■ **Exercise aim**
Could you rewrite all of the lines below, replacing every "ring rule" with "fill rule" and leaving everything else unchanged?
BEGIN Provided records
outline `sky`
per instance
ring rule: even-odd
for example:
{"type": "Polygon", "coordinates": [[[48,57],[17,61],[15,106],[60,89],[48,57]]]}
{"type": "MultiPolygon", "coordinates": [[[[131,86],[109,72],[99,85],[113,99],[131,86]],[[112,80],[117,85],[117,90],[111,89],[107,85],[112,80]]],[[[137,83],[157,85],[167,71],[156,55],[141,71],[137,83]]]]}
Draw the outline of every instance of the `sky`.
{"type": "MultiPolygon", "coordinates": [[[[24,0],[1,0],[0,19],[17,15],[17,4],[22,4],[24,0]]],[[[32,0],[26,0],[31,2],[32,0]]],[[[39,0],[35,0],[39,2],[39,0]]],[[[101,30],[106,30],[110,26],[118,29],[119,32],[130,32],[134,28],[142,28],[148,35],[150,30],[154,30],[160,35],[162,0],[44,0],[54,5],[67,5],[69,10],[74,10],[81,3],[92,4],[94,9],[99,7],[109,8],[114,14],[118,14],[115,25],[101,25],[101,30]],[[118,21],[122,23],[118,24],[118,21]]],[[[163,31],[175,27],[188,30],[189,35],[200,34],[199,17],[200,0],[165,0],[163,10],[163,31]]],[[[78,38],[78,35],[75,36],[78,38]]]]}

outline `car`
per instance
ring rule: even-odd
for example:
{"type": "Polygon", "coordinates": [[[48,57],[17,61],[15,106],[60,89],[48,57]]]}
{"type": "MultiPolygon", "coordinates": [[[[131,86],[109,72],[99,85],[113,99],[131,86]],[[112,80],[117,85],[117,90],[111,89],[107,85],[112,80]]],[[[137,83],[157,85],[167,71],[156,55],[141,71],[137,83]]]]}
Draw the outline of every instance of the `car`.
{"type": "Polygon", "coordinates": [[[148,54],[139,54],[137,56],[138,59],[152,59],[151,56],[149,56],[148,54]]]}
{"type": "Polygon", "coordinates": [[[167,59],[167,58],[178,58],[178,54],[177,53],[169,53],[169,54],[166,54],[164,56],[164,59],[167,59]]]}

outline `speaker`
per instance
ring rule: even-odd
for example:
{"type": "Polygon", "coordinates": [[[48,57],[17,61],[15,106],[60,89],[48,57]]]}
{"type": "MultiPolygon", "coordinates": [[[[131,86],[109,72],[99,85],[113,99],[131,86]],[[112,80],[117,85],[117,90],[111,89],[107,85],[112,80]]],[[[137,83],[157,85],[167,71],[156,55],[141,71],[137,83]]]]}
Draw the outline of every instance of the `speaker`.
END Provided records
■ **Reply to the task**
outline `sky`
per instance
fill rule: even-odd
for example:
{"type": "Polygon", "coordinates": [[[48,57],[17,61],[15,106],[60,89],[48,57]]]}
{"type": "MultiPolygon", "coordinates": [[[[131,86],[109,72],[99,85],[113,99],[131,86]],[[112,80],[117,85],[117,90],[111,89],[107,85],[112,80]]],[[[137,83],[157,85],[167,71],[156,55],[141,71],[137,83]]]]}
Draw the outline of every instance of the `sky`.
{"type": "MultiPolygon", "coordinates": [[[[24,0],[1,0],[0,19],[17,15],[17,4],[22,4],[24,0]]],[[[32,0],[26,0],[31,2],[32,0]]],[[[39,0],[35,0],[39,2],[39,0]]],[[[101,30],[106,30],[110,26],[118,29],[119,32],[130,32],[134,28],[142,28],[148,35],[150,30],[154,30],[160,35],[162,0],[44,0],[54,5],[67,5],[69,10],[74,10],[81,3],[92,4],[94,9],[99,7],[109,8],[114,14],[118,14],[115,25],[101,25],[101,30]],[[118,21],[122,23],[118,24],[118,21]]],[[[163,31],[175,27],[188,30],[189,35],[200,34],[199,17],[200,0],[165,0],[163,10],[163,31]]],[[[78,38],[78,35],[75,36],[78,38]]]]}

outline `car`
per instance
fill rule: even-odd
for example:
{"type": "Polygon", "coordinates": [[[48,57],[17,61],[15,106],[60,89],[48,57]]]}
{"type": "MultiPolygon", "coordinates": [[[[131,86],[109,72],[99,85],[113,99],[131,86]],[[112,80],[117,85],[117,90],[111,89],[107,85],[112,80]]],[[[137,83],[157,85],[167,71],[156,55],[141,71],[137,83]]]]}
Draw the outline of every instance of the `car`.
{"type": "Polygon", "coordinates": [[[148,54],[139,54],[137,56],[138,59],[152,59],[151,56],[149,56],[148,54]]]}
{"type": "Polygon", "coordinates": [[[167,59],[167,58],[178,58],[178,54],[177,53],[169,53],[169,54],[166,54],[164,56],[164,59],[167,59]]]}

outline `speaker`
per instance
fill rule: even-odd
for example:
{"type": "Polygon", "coordinates": [[[48,57],[17,61],[15,106],[60,89],[48,57]]]}
{"type": "MultiPolygon", "coordinates": [[[[131,86],[109,72],[99,85],[113,99],[131,86]],[[112,80],[117,85],[117,90],[111,89],[107,85],[112,80]]],[[[137,83],[157,85],[167,71],[156,55],[141,71],[137,83]]]]}
Draw the outline of every instance of the `speaker`.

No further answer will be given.